[A run of records]
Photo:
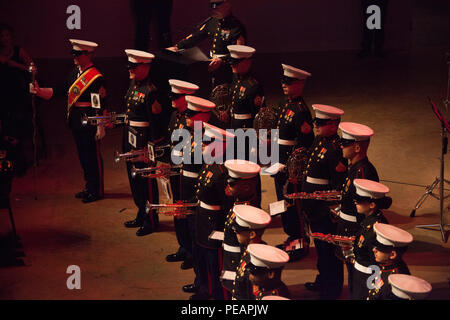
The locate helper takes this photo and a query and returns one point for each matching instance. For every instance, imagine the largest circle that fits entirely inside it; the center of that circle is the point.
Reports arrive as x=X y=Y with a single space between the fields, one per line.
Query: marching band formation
x=328 y=190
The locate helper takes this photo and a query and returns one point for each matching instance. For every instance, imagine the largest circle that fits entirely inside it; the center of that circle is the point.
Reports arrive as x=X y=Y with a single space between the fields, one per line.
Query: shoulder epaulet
x=204 y=22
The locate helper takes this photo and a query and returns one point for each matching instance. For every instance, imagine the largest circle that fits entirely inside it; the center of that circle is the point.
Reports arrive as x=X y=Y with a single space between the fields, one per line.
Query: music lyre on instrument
x=151 y=152
x=163 y=170
x=179 y=209
x=327 y=195
x=111 y=118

#### [Work required]
Print the listing above again line for line, leaving out the pictures.

#### [Reply to the task]
Photo:
The locate helper takes this photo and a query and returns one point for each matching instance. For every instance, imagine the largest circle that fits entirely inside it; the center of that circle is the point.
Reports arrive as x=X y=Y with a single space between the fields, one per line.
Query: marching band formation
x=328 y=190
The locate helper takes this photo and a query and returns one point for each matching instance. For every instance, imagine the largest circle that fits entirely inside it; the center of that circle is the point.
Reports arrive as x=X y=Y with a single space between the fields, one per line.
Query: shoulder epaulet
x=204 y=22
The locate helper takes this photo and a query and returns one point for each matching instance. For every instance, imagine the largest circle that fits entirely inside it; the center of that circle is the point.
Reports arrive as x=X y=Y with a single space between the fields, one per line.
Query: music lyre on instrument
x=151 y=152
x=163 y=170
x=179 y=209
x=327 y=195
x=111 y=118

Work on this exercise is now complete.